■ TASK TO COMPLETE ■
Repeat all the records below word for word, leaving nothing out and changing nothing.

* * *

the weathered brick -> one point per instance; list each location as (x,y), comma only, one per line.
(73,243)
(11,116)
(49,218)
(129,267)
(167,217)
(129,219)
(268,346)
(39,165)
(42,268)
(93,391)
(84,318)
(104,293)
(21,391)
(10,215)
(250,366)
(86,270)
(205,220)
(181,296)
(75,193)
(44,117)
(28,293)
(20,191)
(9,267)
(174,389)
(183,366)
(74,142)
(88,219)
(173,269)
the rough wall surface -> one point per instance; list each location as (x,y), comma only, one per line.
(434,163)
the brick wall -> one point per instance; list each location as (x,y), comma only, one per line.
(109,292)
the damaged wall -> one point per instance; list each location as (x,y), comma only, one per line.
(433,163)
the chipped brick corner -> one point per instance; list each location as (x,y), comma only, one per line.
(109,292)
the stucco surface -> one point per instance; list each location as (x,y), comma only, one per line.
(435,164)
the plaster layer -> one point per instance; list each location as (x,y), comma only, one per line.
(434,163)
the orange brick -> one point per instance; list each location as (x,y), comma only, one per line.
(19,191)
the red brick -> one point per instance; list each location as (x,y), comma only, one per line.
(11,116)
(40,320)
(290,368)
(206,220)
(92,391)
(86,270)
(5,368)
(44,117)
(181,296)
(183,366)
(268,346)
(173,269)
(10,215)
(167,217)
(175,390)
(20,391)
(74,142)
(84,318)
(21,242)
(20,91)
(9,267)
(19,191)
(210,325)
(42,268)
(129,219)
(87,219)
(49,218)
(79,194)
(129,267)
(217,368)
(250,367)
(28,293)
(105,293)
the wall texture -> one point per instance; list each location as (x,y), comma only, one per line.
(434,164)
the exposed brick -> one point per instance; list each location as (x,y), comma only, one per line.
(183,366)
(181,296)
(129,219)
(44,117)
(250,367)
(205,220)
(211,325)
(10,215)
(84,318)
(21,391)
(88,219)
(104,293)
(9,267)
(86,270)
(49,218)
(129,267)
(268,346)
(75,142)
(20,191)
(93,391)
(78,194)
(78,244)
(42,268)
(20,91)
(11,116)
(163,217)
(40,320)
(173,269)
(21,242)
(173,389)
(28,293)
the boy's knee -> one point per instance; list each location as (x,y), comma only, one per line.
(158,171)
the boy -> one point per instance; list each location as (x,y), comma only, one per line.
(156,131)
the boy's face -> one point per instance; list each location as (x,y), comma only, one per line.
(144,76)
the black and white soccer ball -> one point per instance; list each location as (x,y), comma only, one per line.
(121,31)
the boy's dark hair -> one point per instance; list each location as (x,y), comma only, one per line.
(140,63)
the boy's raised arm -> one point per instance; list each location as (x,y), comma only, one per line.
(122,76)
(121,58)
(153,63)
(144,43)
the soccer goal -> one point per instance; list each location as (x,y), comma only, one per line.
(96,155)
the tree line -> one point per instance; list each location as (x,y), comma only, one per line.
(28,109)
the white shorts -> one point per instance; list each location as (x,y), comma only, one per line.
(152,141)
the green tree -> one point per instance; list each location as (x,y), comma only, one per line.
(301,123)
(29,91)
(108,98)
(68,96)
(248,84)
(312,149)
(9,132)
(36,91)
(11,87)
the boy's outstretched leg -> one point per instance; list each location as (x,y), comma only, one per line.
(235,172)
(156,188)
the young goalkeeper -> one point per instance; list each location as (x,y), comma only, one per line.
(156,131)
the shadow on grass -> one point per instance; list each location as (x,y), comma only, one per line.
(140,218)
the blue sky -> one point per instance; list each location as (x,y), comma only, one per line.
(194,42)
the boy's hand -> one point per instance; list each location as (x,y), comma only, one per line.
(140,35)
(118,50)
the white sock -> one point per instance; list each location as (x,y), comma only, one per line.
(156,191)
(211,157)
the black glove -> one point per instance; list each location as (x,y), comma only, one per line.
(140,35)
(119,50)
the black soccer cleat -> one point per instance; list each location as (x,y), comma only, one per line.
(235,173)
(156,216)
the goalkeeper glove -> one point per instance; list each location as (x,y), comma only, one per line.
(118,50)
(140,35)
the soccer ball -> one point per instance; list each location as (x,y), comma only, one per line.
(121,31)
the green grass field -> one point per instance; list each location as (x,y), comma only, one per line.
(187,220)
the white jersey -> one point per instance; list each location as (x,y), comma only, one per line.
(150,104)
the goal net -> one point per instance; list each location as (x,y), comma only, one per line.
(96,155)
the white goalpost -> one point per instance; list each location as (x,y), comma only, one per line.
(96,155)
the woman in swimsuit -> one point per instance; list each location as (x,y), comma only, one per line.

* * *

■ FINAL ANSWER ■
the weathered brick -> one point per instance; list each location as (x,y), comma only, one per line.
(73,243)
(11,116)
(49,218)
(129,267)
(167,217)
(129,219)
(268,346)
(39,165)
(42,268)
(93,391)
(84,318)
(104,293)
(21,391)
(10,215)
(250,366)
(86,270)
(205,220)
(181,296)
(75,193)
(44,117)
(28,293)
(20,191)
(9,267)
(174,389)
(183,366)
(74,142)
(88,219)
(173,269)
the rough wall surface -> one point per instance; list each location as (x,y), comma only, one per line.
(434,163)
the brick wall -> one point per instance; list each location as (x,y), comma only, one per line.
(109,292)
the damaged wall -> one point per instance; list each location as (x,y), comma only, one per line.
(433,163)
the chipped brick corner -> one point per instance; list each location as (x,y), comma only, one per line.
(109,292)
the stucco surface -> one point per instance; list each location as (x,y), comma only, one per line.
(435,164)
the plaster layer -> one point per instance; list each location as (x,y), comma only, one per line.
(434,163)
the orange brick -> one point per instance; list each location as (x,y), comma only, one per line.
(19,191)
the red brick -> one point per instance; list each location as (x,y), comma only, one per line.
(11,116)
(40,320)
(290,368)
(206,220)
(92,391)
(86,270)
(5,368)
(44,117)
(181,296)
(183,366)
(268,346)
(173,269)
(10,215)
(167,217)
(175,390)
(20,391)
(74,142)
(84,318)
(21,242)
(20,91)
(9,267)
(19,191)
(210,325)
(42,268)
(129,219)
(87,219)
(49,218)
(79,194)
(129,267)
(217,368)
(250,367)
(28,293)
(105,293)
the wall texture -> one point per instance; list each location as (x,y), comma only, one per line.
(434,164)
the exposed brick -> one point per instance; list each location as (x,y), comma only, one per line.
(183,366)
(181,296)
(129,219)
(44,117)
(250,367)
(205,220)
(211,325)
(10,215)
(84,318)
(21,391)
(88,219)
(104,293)
(9,267)
(86,270)
(49,218)
(129,267)
(268,346)
(75,142)
(20,191)
(93,391)
(78,194)
(78,244)
(42,268)
(20,91)
(11,116)
(163,217)
(40,320)
(173,269)
(21,242)
(173,389)
(28,293)
the boy's knee -> one point per instance; list each location as (x,y), comma only, one per line.
(158,171)
the boy -> one point per instance; list each location as (x,y), comma only, one per line.
(156,131)
the boy's face -> one point per instance; list each location as (x,y), comma only, one per line.
(144,76)
the black and white soccer ball -> one point per instance; list each location as (x,y), comma only, one per line.
(121,31)
the boy's dark hair -> one point per instance; list each location as (x,y), comma only, one per line.
(140,63)
the boy's raised arm -> one point per instance; list each location as (x,y), comma only, one per line.
(122,76)
(121,58)
(153,63)
(144,43)
the soccer goal -> one point per instance; list each location as (x,y), comma only, one per line.
(96,155)
the tree line -> one point per instance; list each location as (x,y), comma only, one per line.
(28,109)
the white shorts -> one point per instance; list each location as (x,y), comma only, one per line.
(152,141)
the green tree -> one point per instance; list each location as (x,y), comma only, one per line.
(301,123)
(29,91)
(108,98)
(68,96)
(248,84)
(312,149)
(9,132)
(36,91)
(11,87)
the boy's outstretched leg -> one point per instance; list each location as (x,y), comma only, one per line.
(235,172)
(156,188)
the young goalkeeper -> one point per instance; list each location as (x,y), comma only, one per line.
(156,131)
the shadow on grass -> one point per instance; list each location as (x,y), comma only, one per line.
(140,218)
the blue sky -> one point per instance; list each location as (x,y), comma only, one per line.
(194,42)
the boy's hand -> one point per instance; list each location as (x,y), comma only, one per line.
(140,35)
(118,50)
the white sock -> one point per instance; list each location as (x,y), comma only, one per line.
(156,191)
(211,157)
the black glove -> one point per instance; list each location as (x,y), comma only, one per line.
(140,35)
(119,50)
the black soccer cleat -> one point per instance; list each location as (x,y), comma only, one per line.
(235,173)
(156,216)
the goalkeeper glove -> one point per instance; list each location as (x,y), comma only, one per line.
(118,50)
(140,35)
the soccer ball -> one point per instance; list each location as (x,y), comma only, one per line.
(121,31)
the green grass field -> one point per instance; list each location as (x,y), comma only, one per line.
(187,220)
the white jersey -> one point per instance; list each location as (x,y), comma only, one per line.
(150,104)
the goal net -> one point per instance; list each location as (x,y), comma only, one per line.
(96,155)
the white goalpost -> one point per instance; list each location as (x,y), comma only, one per line.
(96,155)
the woman in swimsuit -> one point per instance; list each location as (x,y), comma only, one per line.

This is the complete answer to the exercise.